Numerosi sono stati gli appuntamenti, in presenza e sul web, compresa anche una pubblicazione cartacea, realizzati grazie alla collaborazione di Pgi Valposchiavo, Valposchiavo Turismo, Museo poschiavino, MF Video GmbH, Scuole comunali di Poschiavo, I Film di Devon House, Festival delle erbe spontanee, l’artista Ulrike Streck Plath e il grafico Mauro Lardi. Nel complesso sono però state diverse le persone e i gruppi che hanno aiutato alla realizzazione dei diversi progetti portando le loro esperienze e competenze, la loro forza lavoro, e che meritano per questo motivo un grande applauso.
==================================================
Trascrivi il passo sulle collaborazioni partendo dalle parole "Numerosi sono stati" e fermandoti dopo "un grande applauso.". I record costituiscono materiale separato dal testo.

## [Voci di dati memorizzate]
==================================================
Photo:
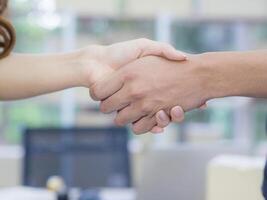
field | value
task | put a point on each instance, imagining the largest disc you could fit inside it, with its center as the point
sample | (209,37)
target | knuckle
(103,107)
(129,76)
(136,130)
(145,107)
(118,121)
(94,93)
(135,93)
==================================================
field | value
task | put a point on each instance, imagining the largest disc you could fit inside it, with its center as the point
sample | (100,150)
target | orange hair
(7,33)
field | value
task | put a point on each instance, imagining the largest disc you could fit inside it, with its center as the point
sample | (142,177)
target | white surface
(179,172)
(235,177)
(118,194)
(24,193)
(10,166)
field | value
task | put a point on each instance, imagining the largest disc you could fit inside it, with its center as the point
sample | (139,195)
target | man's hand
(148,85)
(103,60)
==================================================
## [La risposta]
Numerosi sono stati gli appuntamenti, in presenza e sul web, compresa anche una pubblicazione cartacea, realizzati grazie alla collaborazione di Pgi Valposchiavo, Valposchiavo Turismo, Museo poschiavino, MF Video GmbH, Scuole comunali di Poschiavo, I Film di Devon House, Festival delle erbe spontanee, l’artista Ulrike Streck Plath e il grafico Mauro Lardi. Nel complesso sono però state diverse le persone e i gruppi che hanno aiutato alla realizzazione dei diversi progetti portando le loro esperienze e competenze, la loro forza lavoro, e che meritano per questo motivo un grande applauso.